● **Goal of the exercise**
Please quote the stretch from "And I was thinking" through "and herd mentality." in the text below on beauty and writers.

But that’s show biz and show biz has always been more looks obsessed than other worlds. I’m still reeling from the awareness that a writer might have a better chance at selling a book if she is beautiful. A writer??? Writers aren’t actors - writers, to paraphrase Harlan Ellison, are something holy.
And I was thinking about Zadie Smith. Obviously she is intelligent, accomplished, skillful, and ambitious. Her latest book itself is titled On Beauty, and according to the review, is beautifully written, if somewhat lacking in actual story, and filled with ideas. How would Smith feel about the reviewers observation that her own beauty made her more marketable?
I don’t know, sometimes I feel like the world and I have gone in opposite directions. I appreciate beauty and am a staunch advocate of the pleasures of the senses but I’ve long believed the old adage about beauty being in the eye of the beholder. I don’t like this new era of marketed beauty, Photoshop-ed models in advertising, child fashion models (of course they’re beautiful - they have no pores!), and herd mentality.

● **Supplied information**

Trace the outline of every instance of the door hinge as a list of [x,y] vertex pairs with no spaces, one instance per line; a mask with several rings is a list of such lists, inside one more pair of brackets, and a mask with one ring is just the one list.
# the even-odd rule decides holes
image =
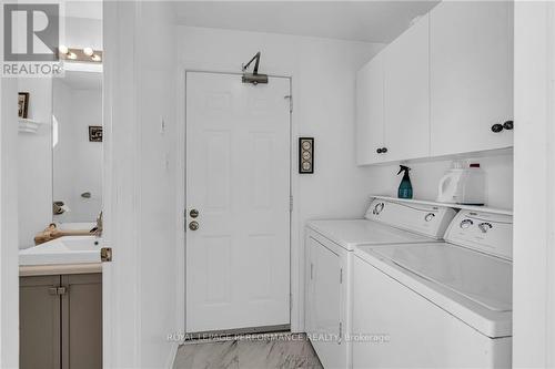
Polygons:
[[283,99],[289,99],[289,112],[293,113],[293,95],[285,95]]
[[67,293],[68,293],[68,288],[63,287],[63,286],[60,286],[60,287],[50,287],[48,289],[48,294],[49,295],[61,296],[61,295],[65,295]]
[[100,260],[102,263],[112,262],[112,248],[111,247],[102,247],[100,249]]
* * *
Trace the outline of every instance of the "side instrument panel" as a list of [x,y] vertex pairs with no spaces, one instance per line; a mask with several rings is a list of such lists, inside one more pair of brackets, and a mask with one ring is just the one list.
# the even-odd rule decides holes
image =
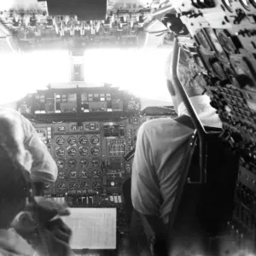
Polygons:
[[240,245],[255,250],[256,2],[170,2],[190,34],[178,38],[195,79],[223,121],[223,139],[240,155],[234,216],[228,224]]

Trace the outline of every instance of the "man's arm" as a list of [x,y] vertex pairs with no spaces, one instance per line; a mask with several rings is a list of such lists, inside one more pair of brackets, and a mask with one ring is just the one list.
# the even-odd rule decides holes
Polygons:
...
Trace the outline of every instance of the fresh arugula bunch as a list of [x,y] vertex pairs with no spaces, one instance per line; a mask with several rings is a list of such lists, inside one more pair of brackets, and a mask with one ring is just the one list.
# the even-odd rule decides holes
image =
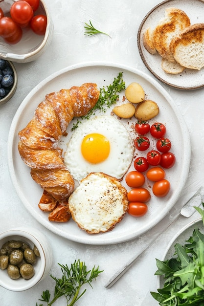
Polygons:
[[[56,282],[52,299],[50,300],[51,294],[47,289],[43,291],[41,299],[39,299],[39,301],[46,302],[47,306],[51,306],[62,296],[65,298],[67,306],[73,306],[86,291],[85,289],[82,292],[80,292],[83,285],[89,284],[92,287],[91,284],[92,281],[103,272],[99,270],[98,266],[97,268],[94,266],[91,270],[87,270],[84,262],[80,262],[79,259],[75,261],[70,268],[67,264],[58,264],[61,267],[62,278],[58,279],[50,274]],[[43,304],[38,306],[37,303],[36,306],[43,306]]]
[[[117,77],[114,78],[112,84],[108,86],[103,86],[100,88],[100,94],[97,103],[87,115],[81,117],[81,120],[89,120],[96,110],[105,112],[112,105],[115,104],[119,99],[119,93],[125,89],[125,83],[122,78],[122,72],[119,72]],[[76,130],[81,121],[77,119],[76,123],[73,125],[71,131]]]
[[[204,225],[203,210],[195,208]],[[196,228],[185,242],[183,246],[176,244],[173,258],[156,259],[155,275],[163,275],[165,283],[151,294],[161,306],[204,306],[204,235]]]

● **Complete output**
And I was thinking about Zadie Smith. Obviously she is intelligent, accomplished, skillful, and ambitious. Her latest book itself is titled On Beauty, and according to the review, is beautifully written, if somewhat lacking in actual story, and filled with ideas. How would Smith feel about the reviewers observation that her own beauty made her more marketable?
I don’t know, sometimes I feel like the world and I have gone in opposite directions. I appreciate beauty and am a staunch advocate of the pleasures of the senses but I’ve long believed the old adage about beauty being in the eye of the beholder. I don’t like this new era of marketed beauty, Photoshop-ed models in advertising, child fashion models (of course they’re beautiful - they have no pores!), and herd mentality.